### Required task
Turn every line of the data below into a numbered list, omitting any blank lines. Leave the pictures out of your answer.

### Material provided
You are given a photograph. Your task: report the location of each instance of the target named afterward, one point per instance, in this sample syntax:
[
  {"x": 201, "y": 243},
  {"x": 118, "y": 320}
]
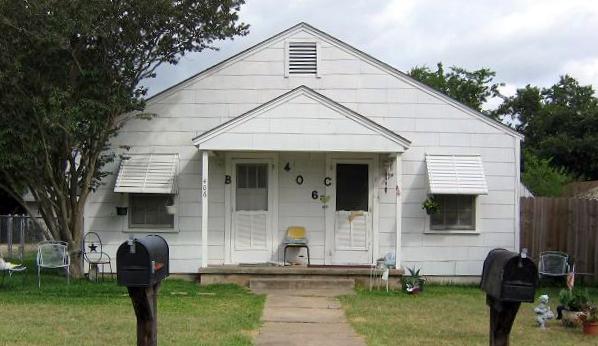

### Right answer
1. You are given a photograph. Your task: report the location of each instance of the target named afterward, one point per instance, in this sample syntax:
2. [
3.   {"x": 201, "y": 243},
4.   {"x": 118, "y": 320}
5. ]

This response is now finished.